WHAT YOU SHOULD DO >>
Copy the listing below, switching "red brick" to "gray stone" and leaving everything else the same. Don't include the pictures.

RECORDS FOR THE TASK >>
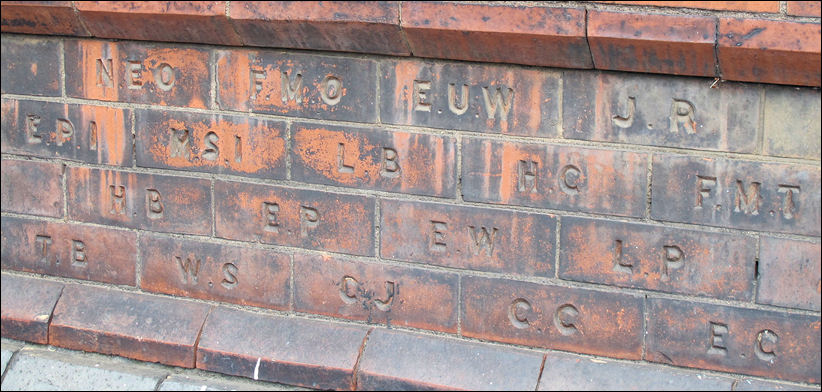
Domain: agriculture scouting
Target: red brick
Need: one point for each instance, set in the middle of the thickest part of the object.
(178, 21)
(30, 66)
(400, 296)
(212, 143)
(562, 318)
(660, 111)
(554, 176)
(762, 343)
(138, 73)
(34, 188)
(658, 258)
(27, 307)
(470, 97)
(781, 52)
(40, 17)
(789, 273)
(371, 27)
(736, 194)
(641, 42)
(394, 360)
(295, 351)
(139, 326)
(568, 372)
(472, 238)
(85, 133)
(551, 37)
(747, 6)
(414, 163)
(204, 270)
(805, 8)
(322, 87)
(140, 201)
(70, 250)
(295, 217)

REPLY >>
Domain: agriculture scouting
Target: gray stone
Need: one point for each instance, set in the middle of the thickest part of the object.
(178, 21)
(30, 66)
(400, 296)
(212, 143)
(562, 318)
(660, 111)
(554, 176)
(762, 343)
(138, 73)
(34, 188)
(658, 258)
(27, 307)
(470, 97)
(781, 52)
(40, 17)
(789, 273)
(371, 27)
(736, 194)
(641, 42)
(394, 360)
(295, 351)
(139, 326)
(568, 372)
(472, 238)
(85, 133)
(551, 37)
(747, 6)
(414, 163)
(204, 270)
(805, 8)
(322, 87)
(140, 201)
(70, 250)
(295, 217)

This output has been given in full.